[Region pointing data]
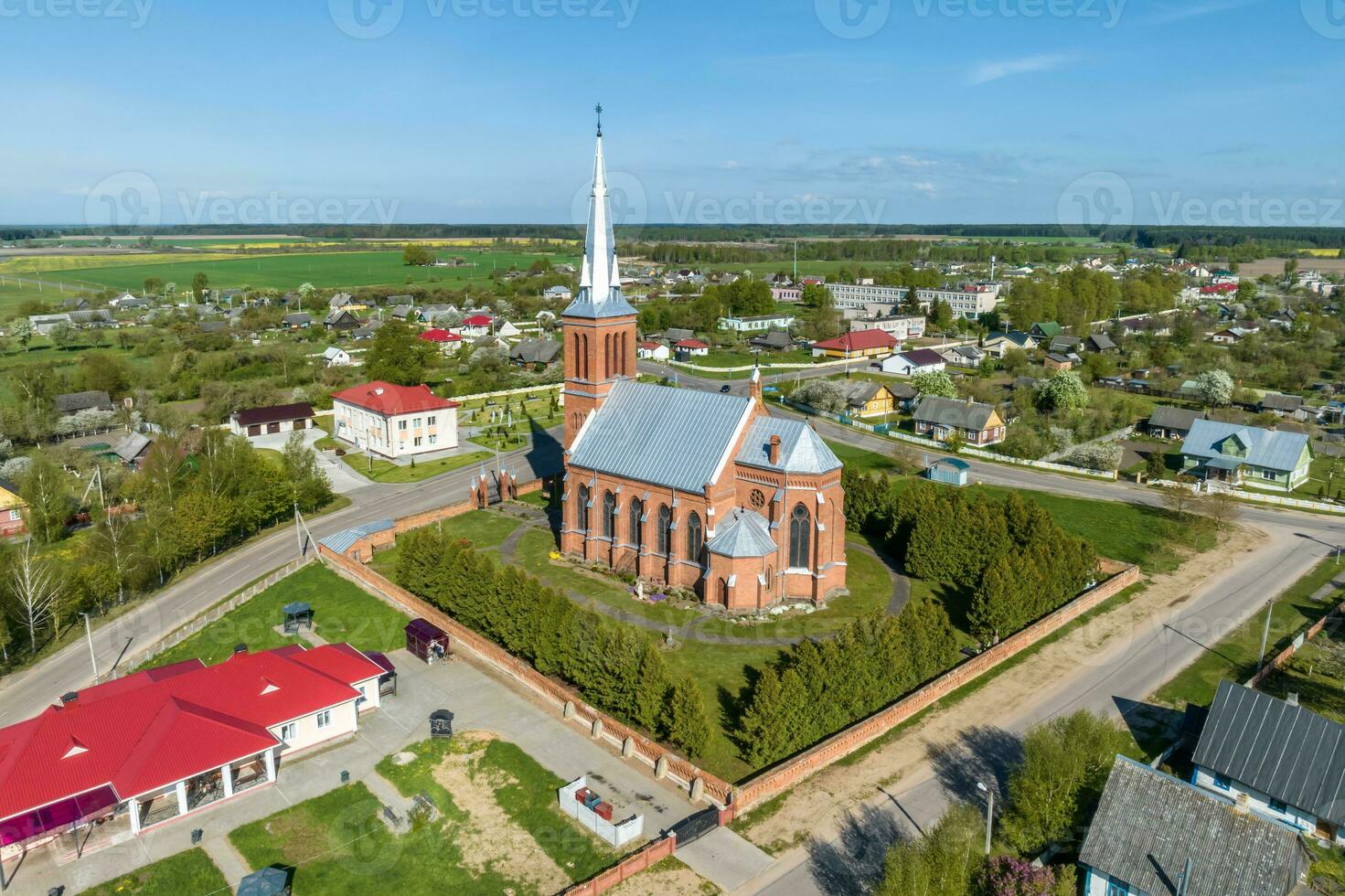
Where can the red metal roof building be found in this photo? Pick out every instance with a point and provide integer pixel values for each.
(160, 742)
(857, 343)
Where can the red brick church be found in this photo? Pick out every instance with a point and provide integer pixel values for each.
(686, 488)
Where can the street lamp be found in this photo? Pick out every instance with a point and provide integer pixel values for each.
(990, 810)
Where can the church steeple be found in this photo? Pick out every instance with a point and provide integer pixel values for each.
(600, 323)
(600, 282)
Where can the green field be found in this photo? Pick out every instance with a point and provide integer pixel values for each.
(342, 613)
(1236, 656)
(187, 872)
(327, 270)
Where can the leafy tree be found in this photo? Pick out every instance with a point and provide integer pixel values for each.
(1062, 391)
(935, 384)
(1054, 787)
(688, 725)
(399, 356)
(48, 496)
(1215, 388)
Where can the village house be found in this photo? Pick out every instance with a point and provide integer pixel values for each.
(857, 343)
(653, 351)
(1171, 422)
(910, 364)
(257, 421)
(1153, 833)
(1276, 758)
(690, 348)
(11, 510)
(977, 424)
(145, 748)
(394, 421)
(754, 323)
(690, 490)
(1245, 455)
(868, 399)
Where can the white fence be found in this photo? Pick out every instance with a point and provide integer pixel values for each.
(1261, 498)
(617, 835)
(211, 615)
(939, 445)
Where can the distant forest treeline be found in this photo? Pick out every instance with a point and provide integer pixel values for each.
(1271, 240)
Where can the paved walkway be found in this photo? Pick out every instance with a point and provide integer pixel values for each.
(477, 701)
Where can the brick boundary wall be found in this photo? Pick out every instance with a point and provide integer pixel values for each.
(603, 728)
(630, 867)
(1282, 656)
(663, 763)
(862, 732)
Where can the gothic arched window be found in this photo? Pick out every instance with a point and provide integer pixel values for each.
(608, 514)
(582, 511)
(636, 511)
(694, 537)
(665, 529)
(800, 530)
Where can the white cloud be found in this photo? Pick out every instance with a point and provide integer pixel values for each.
(987, 71)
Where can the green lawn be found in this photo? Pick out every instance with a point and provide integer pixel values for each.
(337, 844)
(187, 873)
(390, 473)
(485, 529)
(342, 613)
(523, 790)
(1236, 656)
(285, 271)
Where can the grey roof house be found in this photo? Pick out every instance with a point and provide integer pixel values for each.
(76, 401)
(1245, 455)
(1276, 756)
(1158, 836)
(1171, 422)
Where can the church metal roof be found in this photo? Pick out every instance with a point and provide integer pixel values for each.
(744, 533)
(802, 450)
(665, 436)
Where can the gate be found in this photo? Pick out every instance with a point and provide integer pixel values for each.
(696, 827)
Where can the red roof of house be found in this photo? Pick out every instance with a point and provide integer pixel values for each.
(388, 400)
(157, 727)
(859, 341)
(439, 334)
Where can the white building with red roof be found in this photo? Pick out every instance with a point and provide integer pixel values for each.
(157, 744)
(394, 421)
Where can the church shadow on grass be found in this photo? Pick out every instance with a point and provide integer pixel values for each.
(853, 864)
(984, 753)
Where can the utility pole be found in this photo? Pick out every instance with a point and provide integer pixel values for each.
(93, 659)
(1270, 605)
(990, 812)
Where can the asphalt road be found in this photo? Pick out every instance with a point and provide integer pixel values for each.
(26, 693)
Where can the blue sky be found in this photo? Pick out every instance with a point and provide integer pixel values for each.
(814, 111)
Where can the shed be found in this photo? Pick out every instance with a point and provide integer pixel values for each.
(948, 471)
(427, 641)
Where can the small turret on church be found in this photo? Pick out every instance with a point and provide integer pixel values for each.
(599, 325)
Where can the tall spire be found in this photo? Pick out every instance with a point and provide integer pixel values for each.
(600, 282)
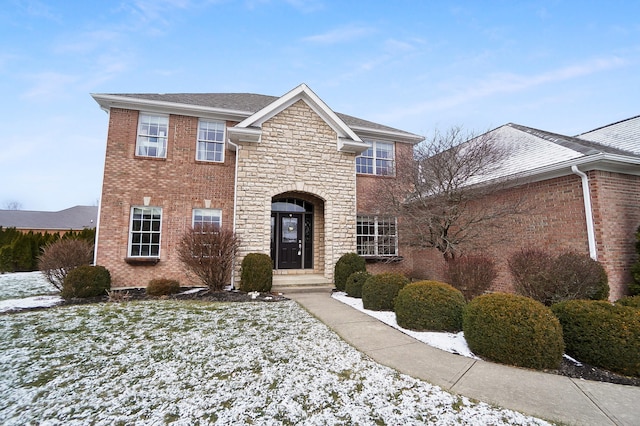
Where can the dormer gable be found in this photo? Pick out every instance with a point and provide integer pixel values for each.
(250, 129)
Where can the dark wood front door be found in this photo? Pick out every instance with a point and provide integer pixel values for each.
(290, 240)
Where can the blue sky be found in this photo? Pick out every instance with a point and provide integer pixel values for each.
(561, 66)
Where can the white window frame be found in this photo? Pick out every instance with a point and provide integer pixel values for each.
(375, 160)
(142, 236)
(212, 214)
(377, 243)
(153, 134)
(202, 140)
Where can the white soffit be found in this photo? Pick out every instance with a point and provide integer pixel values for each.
(302, 92)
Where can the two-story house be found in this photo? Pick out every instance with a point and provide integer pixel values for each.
(291, 177)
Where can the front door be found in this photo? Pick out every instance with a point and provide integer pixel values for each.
(290, 241)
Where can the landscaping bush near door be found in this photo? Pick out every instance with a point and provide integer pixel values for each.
(345, 266)
(86, 281)
(354, 284)
(256, 273)
(430, 305)
(379, 291)
(162, 287)
(514, 330)
(601, 334)
(550, 279)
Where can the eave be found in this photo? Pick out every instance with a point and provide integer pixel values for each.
(107, 102)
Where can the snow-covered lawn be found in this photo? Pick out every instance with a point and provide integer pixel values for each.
(26, 290)
(178, 362)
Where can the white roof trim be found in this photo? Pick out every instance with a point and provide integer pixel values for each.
(606, 162)
(240, 134)
(369, 133)
(107, 102)
(302, 92)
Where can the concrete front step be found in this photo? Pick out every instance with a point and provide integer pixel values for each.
(301, 283)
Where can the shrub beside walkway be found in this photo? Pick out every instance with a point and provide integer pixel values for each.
(551, 397)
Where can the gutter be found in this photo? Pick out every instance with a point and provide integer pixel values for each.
(591, 235)
(235, 204)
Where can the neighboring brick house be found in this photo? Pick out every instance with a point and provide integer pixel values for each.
(583, 193)
(290, 176)
(75, 218)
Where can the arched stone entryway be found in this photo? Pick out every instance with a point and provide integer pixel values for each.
(297, 233)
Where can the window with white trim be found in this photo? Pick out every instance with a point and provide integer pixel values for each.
(379, 159)
(144, 232)
(377, 236)
(203, 218)
(210, 145)
(152, 135)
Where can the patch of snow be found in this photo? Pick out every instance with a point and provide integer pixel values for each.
(450, 342)
(179, 362)
(29, 302)
(194, 290)
(23, 284)
(573, 360)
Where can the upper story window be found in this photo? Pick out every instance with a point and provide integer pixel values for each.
(378, 160)
(144, 232)
(210, 141)
(152, 136)
(206, 218)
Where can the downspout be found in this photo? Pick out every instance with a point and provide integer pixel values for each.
(591, 235)
(235, 202)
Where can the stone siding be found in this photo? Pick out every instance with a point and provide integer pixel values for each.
(297, 155)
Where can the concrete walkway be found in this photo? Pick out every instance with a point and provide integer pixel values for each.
(547, 396)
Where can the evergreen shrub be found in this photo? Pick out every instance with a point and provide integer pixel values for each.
(162, 287)
(256, 273)
(379, 291)
(354, 284)
(514, 330)
(601, 334)
(345, 266)
(430, 305)
(86, 281)
(631, 301)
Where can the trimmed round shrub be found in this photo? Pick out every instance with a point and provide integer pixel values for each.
(86, 281)
(162, 287)
(379, 291)
(430, 305)
(514, 330)
(354, 284)
(256, 273)
(631, 301)
(601, 334)
(345, 266)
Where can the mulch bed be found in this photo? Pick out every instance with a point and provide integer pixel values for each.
(567, 367)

*PROMPT:*
Write out exactly, and only, each line from the one with "Where can the concrete walkway" down to the last line of the records above.

*EXERCISE RESPONSE:*
Where can the concrete walkway be found in this photo? Pick out every instance with a point and provide integer pixel values for each.
(547, 396)
Where can the evergreen shrub be found in this photo? Pick out every instance with a point and provide integer pixel values for each.
(162, 287)
(256, 273)
(379, 291)
(354, 284)
(514, 330)
(601, 334)
(345, 266)
(430, 305)
(86, 281)
(631, 301)
Where can the trimmed round shrub be found in this photo? Pick out every instance with a point and provide integer pixel values for each.
(86, 281)
(162, 287)
(379, 291)
(430, 305)
(514, 330)
(354, 284)
(256, 273)
(631, 301)
(601, 334)
(345, 266)
Where can the mulch bed be found in this photo? Pick out every instance with a point and provide integer pixel values for each.
(567, 367)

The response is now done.